| Prompt |
Copy the entries below verbatim, starting at the line containing "10. This question is worth 5 marks. Locate the lawn" and ending at the line containing "[30,141,132,199]", with both of those lines included.

──────

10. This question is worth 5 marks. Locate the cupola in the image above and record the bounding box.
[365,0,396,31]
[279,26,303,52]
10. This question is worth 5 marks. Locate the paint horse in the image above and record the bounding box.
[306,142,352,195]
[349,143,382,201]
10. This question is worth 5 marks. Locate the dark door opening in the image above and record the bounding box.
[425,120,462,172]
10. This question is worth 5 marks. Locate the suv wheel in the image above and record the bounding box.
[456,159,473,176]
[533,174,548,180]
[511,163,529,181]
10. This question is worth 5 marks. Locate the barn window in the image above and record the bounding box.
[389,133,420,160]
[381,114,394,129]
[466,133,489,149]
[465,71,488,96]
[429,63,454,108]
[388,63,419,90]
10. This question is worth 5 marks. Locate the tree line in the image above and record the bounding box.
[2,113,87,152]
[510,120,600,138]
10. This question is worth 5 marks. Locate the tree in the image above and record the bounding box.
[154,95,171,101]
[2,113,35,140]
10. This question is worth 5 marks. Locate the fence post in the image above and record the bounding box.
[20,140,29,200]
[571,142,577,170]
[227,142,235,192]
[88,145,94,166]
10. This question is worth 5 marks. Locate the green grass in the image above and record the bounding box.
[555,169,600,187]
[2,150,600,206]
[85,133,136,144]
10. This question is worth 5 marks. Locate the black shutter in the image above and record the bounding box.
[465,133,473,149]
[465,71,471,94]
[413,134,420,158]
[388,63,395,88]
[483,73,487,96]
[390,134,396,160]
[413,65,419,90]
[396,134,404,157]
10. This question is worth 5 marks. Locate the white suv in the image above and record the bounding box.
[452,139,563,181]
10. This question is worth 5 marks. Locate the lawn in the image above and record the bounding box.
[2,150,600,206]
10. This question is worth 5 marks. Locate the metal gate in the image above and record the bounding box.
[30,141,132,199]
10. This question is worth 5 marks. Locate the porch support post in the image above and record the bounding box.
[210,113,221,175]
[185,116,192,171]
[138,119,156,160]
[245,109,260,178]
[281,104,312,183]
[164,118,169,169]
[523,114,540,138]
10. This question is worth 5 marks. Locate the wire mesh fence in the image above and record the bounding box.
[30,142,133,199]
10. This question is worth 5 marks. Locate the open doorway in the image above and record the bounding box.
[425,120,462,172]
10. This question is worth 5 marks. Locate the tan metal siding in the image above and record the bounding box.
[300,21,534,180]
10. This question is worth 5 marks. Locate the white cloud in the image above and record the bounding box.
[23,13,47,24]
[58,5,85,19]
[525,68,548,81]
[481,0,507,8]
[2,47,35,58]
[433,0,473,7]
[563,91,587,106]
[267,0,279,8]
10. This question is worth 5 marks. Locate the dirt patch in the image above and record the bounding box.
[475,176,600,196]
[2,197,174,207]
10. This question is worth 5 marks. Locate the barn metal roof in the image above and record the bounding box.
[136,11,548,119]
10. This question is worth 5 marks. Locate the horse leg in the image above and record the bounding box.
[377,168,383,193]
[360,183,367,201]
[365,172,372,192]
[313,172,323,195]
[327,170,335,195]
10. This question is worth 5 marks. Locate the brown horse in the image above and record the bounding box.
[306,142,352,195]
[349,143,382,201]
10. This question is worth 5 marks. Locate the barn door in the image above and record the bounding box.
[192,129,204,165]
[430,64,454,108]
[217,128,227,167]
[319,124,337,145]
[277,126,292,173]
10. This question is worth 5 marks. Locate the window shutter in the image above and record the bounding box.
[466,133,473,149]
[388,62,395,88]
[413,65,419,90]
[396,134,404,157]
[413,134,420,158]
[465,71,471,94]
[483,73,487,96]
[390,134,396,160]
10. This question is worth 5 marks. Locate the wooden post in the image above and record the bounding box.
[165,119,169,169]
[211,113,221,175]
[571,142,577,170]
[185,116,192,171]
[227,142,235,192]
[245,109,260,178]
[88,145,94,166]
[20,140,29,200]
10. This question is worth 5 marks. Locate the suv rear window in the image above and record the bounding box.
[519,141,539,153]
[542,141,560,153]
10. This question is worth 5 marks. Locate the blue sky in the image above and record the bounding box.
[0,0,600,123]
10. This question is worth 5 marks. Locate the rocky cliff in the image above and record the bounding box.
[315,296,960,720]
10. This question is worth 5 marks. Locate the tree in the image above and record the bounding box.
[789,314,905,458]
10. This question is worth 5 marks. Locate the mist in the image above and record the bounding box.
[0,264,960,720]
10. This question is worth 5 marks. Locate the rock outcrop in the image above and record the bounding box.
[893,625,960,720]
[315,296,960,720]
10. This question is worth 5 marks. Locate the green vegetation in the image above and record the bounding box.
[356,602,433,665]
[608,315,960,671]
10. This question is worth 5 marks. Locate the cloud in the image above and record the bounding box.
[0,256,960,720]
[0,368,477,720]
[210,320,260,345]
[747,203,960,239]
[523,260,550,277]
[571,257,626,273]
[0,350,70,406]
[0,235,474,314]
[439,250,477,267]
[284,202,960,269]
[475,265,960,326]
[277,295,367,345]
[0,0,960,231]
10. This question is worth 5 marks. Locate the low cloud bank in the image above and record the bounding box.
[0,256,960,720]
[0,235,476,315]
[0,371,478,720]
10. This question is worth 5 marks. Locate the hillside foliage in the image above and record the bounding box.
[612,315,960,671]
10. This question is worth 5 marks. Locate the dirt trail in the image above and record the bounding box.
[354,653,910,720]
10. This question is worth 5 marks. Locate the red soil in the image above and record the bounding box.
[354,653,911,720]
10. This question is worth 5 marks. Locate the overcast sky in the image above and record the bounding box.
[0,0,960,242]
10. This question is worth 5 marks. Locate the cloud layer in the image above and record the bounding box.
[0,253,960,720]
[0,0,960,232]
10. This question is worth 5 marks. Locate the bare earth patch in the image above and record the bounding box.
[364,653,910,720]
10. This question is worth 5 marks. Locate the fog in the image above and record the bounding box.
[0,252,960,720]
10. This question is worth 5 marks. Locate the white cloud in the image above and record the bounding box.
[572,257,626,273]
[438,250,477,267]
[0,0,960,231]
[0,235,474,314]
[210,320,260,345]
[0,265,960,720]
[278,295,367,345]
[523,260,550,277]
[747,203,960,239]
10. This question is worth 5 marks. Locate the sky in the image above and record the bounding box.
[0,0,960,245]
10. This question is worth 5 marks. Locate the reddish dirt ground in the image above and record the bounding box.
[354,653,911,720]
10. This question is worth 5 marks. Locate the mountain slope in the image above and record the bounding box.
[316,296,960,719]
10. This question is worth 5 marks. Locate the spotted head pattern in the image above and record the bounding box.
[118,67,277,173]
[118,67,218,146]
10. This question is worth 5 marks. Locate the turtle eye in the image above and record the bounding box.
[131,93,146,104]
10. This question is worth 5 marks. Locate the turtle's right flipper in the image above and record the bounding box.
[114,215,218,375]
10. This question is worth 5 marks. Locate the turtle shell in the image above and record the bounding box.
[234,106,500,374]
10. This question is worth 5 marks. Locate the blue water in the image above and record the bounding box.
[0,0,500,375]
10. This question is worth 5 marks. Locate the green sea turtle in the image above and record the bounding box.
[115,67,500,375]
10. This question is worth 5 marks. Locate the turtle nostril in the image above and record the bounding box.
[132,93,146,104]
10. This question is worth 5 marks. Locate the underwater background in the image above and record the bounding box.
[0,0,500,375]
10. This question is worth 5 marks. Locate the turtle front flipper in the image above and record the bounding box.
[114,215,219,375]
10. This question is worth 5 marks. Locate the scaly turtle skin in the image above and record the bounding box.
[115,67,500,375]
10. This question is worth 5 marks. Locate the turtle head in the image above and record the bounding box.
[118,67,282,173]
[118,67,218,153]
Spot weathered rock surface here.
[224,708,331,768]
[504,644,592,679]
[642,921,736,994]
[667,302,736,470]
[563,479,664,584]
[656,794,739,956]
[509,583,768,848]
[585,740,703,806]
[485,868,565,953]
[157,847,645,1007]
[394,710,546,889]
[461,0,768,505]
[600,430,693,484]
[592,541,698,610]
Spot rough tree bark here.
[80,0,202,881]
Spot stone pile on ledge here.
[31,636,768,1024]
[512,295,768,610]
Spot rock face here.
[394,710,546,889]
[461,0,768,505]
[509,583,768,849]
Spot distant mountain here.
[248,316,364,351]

──────

| Task output |
10. This question is worth 5 marks. Locate the lawn in the image above and record the bounding box.
[2,150,600,206]
10. This question is worth 5 marks. Locate the metal gate in the image above and record the bounding box.
[30,141,132,199]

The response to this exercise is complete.